Saved entries
=== Section Start ===

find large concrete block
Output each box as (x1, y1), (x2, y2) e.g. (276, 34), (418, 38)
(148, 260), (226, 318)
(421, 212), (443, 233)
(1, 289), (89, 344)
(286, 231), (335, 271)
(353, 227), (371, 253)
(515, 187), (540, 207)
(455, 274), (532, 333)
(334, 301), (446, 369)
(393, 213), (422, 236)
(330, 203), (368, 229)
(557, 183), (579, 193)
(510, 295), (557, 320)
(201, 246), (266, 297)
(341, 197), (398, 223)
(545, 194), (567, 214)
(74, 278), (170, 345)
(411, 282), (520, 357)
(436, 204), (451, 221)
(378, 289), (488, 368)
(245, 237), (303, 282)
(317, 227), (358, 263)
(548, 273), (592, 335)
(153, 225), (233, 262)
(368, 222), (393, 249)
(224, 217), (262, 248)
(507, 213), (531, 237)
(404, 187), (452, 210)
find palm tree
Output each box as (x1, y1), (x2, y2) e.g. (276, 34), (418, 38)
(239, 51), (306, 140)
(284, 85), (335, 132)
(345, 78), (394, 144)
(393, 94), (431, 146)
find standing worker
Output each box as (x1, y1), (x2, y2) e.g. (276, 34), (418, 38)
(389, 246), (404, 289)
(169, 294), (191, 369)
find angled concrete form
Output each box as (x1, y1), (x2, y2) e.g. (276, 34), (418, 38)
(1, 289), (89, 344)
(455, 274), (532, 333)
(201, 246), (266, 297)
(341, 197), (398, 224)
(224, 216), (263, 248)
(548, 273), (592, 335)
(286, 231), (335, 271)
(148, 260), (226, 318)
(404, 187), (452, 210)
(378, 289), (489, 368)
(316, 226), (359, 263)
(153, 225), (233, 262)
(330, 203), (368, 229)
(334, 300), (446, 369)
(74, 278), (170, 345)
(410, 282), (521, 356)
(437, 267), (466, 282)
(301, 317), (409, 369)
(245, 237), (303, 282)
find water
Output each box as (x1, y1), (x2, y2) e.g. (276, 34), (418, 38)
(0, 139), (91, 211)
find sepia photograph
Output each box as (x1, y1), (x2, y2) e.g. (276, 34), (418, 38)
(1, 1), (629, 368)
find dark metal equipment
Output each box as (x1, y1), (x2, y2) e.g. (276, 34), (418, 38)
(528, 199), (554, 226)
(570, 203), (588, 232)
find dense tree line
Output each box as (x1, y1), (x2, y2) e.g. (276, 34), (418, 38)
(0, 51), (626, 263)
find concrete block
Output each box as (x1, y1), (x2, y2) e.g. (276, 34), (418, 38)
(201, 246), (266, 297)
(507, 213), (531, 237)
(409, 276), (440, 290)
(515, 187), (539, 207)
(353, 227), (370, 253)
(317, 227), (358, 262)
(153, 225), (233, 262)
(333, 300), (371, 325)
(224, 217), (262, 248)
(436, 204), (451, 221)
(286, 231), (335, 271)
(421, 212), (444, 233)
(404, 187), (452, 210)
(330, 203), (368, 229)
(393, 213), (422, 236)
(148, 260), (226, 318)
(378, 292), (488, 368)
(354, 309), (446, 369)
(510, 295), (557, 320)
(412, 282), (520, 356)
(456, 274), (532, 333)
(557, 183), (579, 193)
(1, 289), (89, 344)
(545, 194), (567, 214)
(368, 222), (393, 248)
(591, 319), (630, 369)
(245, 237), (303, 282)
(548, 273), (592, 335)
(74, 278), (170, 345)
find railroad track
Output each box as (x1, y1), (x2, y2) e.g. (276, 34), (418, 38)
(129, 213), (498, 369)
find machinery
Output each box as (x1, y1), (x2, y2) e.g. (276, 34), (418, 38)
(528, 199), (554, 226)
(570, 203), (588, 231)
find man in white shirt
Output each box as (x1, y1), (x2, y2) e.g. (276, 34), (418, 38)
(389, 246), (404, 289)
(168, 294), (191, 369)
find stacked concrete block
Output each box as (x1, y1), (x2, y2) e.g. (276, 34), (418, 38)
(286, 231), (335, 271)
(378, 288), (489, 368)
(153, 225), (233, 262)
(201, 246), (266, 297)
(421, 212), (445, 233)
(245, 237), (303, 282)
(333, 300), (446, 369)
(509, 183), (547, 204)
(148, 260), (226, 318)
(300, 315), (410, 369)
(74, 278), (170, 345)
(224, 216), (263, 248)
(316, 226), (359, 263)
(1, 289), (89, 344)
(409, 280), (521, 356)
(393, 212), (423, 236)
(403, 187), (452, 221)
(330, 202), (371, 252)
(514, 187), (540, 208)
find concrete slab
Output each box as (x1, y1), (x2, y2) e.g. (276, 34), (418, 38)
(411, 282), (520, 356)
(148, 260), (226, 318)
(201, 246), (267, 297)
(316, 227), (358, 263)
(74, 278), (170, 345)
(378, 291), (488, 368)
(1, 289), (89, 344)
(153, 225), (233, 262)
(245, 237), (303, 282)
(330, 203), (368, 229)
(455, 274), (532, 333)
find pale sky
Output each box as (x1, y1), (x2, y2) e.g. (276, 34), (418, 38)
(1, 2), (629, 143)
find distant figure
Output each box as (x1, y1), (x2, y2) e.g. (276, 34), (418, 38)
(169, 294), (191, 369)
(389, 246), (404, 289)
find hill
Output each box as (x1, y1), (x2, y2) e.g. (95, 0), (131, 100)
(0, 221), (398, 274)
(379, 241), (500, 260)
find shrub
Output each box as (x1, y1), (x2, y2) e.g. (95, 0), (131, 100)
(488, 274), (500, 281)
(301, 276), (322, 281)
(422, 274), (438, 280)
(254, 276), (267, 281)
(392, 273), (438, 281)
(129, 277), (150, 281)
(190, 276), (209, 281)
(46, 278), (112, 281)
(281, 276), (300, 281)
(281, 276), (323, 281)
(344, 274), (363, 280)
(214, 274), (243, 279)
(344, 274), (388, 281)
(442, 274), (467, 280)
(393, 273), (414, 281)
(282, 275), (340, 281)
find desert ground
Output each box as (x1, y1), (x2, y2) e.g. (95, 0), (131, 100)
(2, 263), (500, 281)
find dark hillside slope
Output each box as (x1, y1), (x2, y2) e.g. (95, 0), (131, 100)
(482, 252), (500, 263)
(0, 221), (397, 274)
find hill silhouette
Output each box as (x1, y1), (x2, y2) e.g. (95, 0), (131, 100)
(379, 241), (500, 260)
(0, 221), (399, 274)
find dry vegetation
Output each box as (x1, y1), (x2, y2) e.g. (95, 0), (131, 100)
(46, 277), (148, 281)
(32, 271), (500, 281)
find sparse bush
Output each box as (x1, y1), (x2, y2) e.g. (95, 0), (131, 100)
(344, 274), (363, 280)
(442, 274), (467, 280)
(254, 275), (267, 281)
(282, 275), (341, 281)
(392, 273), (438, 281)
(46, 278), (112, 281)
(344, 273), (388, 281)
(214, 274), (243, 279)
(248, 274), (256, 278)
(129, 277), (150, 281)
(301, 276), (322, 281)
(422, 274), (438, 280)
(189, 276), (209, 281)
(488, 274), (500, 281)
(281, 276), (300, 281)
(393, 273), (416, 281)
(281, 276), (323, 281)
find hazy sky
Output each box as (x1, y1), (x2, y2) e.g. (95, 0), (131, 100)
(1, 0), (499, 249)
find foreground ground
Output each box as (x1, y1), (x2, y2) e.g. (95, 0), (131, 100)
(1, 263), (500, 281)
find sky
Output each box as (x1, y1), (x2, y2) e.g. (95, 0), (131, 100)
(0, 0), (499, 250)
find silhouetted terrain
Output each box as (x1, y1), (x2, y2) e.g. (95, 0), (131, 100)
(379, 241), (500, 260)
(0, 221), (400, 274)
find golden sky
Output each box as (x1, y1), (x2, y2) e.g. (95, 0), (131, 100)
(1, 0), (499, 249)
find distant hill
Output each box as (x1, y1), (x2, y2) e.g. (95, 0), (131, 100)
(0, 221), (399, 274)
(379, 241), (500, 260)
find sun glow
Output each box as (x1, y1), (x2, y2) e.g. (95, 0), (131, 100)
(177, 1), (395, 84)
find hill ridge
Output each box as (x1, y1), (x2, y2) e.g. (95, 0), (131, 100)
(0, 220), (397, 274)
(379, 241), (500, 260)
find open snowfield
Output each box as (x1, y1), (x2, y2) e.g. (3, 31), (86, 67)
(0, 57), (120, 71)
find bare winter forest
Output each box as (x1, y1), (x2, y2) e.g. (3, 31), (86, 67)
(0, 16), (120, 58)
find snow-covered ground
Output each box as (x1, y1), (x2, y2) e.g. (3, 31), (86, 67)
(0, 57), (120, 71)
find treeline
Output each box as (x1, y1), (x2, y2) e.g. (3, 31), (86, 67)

=== Section End ===

● **What is required**: Would you copy every line of the entries that includes the word "block"?

● **Answer section**:
find large concrete block
find concrete block
find stacked concrete block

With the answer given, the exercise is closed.